* _SUPPLIED MATERIAL_
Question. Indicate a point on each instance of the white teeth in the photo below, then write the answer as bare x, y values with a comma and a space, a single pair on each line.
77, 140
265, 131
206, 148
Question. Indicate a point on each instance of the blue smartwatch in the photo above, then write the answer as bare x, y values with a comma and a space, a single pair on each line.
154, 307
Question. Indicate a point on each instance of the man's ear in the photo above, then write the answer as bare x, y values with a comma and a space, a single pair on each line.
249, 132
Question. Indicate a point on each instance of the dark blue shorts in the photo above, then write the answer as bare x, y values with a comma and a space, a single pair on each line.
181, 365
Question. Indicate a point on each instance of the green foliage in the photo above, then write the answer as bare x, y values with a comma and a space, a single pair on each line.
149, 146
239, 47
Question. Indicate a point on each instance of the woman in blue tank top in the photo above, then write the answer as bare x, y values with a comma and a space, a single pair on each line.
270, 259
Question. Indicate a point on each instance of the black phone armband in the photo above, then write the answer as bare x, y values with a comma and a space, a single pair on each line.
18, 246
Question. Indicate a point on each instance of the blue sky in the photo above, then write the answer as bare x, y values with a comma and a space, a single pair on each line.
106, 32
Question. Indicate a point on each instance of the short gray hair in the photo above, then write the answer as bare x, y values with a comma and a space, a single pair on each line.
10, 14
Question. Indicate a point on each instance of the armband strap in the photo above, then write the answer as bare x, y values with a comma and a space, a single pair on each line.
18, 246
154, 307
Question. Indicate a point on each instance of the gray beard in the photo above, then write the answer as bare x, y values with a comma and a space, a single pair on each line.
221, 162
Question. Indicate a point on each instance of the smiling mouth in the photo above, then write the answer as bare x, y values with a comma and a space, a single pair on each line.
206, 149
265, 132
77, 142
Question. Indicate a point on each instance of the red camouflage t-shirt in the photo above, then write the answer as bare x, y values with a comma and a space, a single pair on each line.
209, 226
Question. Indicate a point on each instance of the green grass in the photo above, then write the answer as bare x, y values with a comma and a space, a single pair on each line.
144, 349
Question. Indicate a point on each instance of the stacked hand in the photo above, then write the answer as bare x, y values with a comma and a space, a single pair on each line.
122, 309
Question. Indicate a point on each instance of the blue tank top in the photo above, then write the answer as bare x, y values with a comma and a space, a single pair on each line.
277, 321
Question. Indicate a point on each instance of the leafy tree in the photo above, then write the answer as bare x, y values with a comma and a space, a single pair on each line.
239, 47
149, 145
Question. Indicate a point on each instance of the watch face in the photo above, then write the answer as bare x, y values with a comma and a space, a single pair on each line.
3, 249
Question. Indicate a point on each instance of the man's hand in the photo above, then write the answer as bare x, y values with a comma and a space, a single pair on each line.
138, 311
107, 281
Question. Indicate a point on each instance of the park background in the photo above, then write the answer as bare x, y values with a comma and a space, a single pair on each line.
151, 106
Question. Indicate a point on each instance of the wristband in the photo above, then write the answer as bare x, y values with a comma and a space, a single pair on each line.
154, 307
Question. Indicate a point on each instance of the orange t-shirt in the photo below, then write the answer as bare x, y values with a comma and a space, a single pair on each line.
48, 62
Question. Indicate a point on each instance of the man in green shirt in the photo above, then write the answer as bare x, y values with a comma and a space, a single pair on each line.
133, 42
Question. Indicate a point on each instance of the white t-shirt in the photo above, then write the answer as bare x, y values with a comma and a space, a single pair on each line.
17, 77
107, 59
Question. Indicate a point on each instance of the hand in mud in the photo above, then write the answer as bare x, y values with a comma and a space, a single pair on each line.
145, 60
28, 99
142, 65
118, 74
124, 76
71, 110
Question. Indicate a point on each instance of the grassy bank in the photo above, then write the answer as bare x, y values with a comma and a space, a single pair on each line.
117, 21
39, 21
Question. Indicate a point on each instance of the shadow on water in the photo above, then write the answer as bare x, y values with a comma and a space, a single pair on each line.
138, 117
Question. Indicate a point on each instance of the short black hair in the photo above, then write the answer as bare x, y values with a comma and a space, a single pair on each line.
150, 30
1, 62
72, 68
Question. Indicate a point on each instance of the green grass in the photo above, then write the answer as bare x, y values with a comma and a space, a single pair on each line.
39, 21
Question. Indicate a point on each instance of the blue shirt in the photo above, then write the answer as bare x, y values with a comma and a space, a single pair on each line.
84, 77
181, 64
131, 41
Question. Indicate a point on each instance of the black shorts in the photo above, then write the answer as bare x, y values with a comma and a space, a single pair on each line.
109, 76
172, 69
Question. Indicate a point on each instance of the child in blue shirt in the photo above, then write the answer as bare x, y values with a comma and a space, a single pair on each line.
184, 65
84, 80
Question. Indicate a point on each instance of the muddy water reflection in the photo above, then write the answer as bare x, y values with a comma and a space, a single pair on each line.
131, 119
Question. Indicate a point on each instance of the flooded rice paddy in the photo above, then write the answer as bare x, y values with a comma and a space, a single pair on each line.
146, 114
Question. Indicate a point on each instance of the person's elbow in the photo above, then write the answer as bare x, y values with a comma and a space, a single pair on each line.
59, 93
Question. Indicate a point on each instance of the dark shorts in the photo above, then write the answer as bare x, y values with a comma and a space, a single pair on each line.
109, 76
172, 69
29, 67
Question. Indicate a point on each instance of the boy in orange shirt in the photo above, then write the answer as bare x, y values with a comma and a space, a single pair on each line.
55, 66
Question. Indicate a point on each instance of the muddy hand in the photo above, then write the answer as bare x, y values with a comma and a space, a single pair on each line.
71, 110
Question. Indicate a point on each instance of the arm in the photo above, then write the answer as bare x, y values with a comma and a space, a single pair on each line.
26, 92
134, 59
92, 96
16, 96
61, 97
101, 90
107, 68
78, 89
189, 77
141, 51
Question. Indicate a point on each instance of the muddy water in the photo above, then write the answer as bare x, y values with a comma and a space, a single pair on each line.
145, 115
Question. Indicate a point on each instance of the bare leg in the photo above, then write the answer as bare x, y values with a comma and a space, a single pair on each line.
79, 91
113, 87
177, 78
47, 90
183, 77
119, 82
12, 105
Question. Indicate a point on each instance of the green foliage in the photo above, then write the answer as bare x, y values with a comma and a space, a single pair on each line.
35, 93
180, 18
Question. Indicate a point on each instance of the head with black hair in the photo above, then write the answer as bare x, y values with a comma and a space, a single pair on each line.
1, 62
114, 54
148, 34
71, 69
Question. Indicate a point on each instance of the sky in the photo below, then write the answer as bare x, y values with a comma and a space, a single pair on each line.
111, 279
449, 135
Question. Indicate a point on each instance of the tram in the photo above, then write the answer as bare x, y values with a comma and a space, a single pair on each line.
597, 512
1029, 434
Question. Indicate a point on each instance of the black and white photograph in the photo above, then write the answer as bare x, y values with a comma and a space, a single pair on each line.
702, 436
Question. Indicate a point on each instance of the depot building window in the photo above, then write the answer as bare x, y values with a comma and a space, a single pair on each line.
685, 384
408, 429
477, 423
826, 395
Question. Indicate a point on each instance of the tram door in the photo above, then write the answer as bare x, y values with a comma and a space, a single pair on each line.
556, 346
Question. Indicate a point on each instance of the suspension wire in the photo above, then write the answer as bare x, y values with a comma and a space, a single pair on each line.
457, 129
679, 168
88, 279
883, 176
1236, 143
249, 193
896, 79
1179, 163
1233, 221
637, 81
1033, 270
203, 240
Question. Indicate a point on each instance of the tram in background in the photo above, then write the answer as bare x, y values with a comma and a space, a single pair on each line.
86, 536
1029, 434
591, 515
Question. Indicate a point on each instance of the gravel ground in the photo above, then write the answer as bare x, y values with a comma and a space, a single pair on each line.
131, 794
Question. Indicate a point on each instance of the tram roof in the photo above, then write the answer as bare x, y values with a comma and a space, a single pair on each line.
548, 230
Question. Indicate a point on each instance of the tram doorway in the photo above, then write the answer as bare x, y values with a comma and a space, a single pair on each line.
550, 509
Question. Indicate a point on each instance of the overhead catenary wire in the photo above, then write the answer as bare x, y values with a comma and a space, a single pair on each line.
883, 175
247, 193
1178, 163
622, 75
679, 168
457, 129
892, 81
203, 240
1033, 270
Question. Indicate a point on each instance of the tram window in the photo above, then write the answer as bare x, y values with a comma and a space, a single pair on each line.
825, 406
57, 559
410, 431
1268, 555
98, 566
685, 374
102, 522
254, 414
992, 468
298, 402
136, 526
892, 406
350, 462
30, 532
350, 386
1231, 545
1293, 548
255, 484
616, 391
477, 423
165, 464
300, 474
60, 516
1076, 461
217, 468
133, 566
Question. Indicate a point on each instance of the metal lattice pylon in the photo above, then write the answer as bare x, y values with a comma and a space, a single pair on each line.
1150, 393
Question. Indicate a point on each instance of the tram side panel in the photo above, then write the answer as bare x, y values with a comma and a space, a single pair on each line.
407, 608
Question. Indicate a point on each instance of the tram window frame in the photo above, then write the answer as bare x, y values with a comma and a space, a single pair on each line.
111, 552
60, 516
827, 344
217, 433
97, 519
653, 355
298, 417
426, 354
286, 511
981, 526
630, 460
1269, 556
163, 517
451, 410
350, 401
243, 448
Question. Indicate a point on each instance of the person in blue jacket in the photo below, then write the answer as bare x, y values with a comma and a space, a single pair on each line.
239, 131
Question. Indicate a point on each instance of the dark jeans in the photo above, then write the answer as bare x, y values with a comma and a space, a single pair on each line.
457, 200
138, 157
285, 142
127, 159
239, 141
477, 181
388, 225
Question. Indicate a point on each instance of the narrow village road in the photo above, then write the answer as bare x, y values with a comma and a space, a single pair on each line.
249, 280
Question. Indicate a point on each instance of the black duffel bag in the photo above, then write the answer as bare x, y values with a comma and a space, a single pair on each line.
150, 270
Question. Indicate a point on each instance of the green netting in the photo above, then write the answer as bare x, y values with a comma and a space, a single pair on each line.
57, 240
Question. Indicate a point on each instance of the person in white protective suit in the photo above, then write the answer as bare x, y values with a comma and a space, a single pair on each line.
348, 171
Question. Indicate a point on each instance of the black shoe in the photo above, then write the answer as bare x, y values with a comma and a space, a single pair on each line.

* _EXERCISE DIRECTIONS_
Write out exactly the lines starting with the one that holds "tram window frame" and running through the last line above.

* _RESPONSE TO THE EXERCISE_
Question. Indicate a point on each instance of the tram window frame in the photo above, then write the answer as bare x, y values with a comma and a space, a single pair on each line.
111, 552
60, 516
827, 344
217, 433
97, 519
653, 355
298, 417
426, 354
286, 511
981, 526
630, 460
1269, 556
163, 517
451, 410
350, 401
243, 448
Question. Indicate a point on each instance of the person in blue jacket in the photo below, then write the answer as bare x, y values with a comma and a space, a single pair on each line.
239, 131
Question. Indicate a point on each instance of the dark jeans in the photo above, then write the answer as bare x, y values with a comma and a space, a single pair on each line.
457, 200
138, 157
285, 142
127, 159
239, 141
477, 181
388, 225
Question. Indicate a point on each instance of the narrow village road in the photo above, then write the answer as bare x, y values with a comma and a space, a single pair on each line.
249, 280
Question. Indicate a point on each instance of the black duffel bag in the photo above, then write the answer as bare x, y values with a comma and a space, a single pair on each line.
150, 270
Question. Indicate a point on each instance of the green netting in the photo above, then write the answer as bare x, y values with a comma and a space, a single pair on each line.
57, 240
Question. Indicate a point on each instance of the person in white protective suit in the photo above, then write the answer as bare x, y values with a comma and a space, a single pair on each line.
348, 171
Question. Indicate a point on each instance of the black shoe in the photo above, then write the answer as bare x, y values with a comma and a space, a single pair on each line.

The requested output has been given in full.